■ Requirement
Starting with the line that contains "target | woman's hand" and going on through the last line of the rows, copy out every line, requests included, but shift each point coordinate by adding -21 to it. Return only those lines.

[BEGIN]

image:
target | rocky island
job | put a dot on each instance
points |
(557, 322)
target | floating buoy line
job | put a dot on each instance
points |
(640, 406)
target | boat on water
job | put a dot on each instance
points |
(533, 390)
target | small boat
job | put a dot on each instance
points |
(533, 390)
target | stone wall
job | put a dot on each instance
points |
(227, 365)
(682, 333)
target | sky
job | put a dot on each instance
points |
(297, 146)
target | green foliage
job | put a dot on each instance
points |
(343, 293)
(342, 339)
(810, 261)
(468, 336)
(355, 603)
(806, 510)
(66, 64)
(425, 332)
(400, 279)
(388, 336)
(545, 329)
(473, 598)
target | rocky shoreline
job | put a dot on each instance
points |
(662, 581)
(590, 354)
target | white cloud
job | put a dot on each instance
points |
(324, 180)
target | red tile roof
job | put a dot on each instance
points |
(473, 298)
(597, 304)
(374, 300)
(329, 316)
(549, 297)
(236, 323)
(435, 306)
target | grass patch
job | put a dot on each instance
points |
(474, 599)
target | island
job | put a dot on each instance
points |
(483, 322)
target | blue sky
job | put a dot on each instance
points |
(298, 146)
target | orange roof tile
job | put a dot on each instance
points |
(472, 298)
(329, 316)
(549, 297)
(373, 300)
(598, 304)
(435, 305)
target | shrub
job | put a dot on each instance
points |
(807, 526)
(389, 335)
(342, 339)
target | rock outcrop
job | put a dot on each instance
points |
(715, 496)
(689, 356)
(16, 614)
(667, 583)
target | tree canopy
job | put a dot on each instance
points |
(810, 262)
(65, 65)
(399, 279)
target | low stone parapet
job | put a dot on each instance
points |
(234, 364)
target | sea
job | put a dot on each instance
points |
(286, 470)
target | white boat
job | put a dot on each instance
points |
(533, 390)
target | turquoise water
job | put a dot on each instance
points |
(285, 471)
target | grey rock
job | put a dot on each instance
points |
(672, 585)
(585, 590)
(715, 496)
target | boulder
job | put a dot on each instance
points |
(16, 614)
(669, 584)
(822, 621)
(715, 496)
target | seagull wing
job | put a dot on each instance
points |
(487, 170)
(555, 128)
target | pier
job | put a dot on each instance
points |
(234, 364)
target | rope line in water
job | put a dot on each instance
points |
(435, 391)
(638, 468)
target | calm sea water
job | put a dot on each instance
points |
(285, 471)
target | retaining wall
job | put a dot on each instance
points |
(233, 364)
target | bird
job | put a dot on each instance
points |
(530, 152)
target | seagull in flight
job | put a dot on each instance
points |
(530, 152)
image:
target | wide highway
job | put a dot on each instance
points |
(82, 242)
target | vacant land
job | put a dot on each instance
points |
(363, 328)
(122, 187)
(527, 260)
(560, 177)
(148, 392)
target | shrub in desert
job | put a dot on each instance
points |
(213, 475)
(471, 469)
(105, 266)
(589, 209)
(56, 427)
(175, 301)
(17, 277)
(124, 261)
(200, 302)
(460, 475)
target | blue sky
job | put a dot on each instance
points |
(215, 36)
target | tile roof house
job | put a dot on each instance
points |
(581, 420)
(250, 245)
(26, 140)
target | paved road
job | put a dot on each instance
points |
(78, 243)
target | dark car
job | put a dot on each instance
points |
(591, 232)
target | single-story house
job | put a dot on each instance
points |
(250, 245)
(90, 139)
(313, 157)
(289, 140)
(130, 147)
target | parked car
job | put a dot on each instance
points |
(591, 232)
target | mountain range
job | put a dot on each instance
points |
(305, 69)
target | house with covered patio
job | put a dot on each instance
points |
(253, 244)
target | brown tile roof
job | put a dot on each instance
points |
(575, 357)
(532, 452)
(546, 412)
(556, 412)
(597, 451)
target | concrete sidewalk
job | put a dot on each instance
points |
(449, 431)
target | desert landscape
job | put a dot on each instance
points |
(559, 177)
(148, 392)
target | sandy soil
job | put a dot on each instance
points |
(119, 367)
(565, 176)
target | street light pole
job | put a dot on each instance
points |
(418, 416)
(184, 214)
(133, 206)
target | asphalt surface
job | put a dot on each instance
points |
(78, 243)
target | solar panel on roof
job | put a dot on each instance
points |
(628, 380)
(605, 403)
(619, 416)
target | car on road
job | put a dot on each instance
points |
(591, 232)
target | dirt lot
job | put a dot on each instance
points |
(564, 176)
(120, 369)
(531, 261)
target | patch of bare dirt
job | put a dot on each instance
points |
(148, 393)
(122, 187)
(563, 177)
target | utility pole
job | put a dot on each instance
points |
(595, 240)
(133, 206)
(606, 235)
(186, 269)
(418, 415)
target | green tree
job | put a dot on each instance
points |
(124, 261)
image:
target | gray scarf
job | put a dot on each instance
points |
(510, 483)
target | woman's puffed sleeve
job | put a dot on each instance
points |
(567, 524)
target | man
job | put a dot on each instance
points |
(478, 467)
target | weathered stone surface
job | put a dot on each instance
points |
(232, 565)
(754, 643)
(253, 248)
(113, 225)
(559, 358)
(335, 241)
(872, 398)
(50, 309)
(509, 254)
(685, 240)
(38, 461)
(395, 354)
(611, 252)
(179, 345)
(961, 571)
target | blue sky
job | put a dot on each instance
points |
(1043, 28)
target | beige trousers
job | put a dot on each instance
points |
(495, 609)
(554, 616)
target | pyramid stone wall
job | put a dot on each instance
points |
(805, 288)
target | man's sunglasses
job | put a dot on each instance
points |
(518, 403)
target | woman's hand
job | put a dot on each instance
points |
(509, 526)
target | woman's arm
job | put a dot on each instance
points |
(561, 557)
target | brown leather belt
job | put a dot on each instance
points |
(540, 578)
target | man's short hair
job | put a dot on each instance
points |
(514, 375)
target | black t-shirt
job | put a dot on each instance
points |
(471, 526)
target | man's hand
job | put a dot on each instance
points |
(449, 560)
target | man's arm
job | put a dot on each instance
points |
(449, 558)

[END]

■ Task response
target | woman's hand
job | put a dot on each instance
points |
(488, 505)
target | woman's arm
job | put a dot on each instance
points |
(540, 536)
target | brown leather belt
job | put a dot on each instance
points |
(519, 557)
target | man's short hair
job | put a dot on each instance
points |
(493, 354)
target | black t-shirt
job | put a dot on each instance
points |
(450, 505)
target | man's hand
job | put a dot on each instance
points |
(428, 539)
target | man's arm
job | put a dot on each instance
points |
(428, 537)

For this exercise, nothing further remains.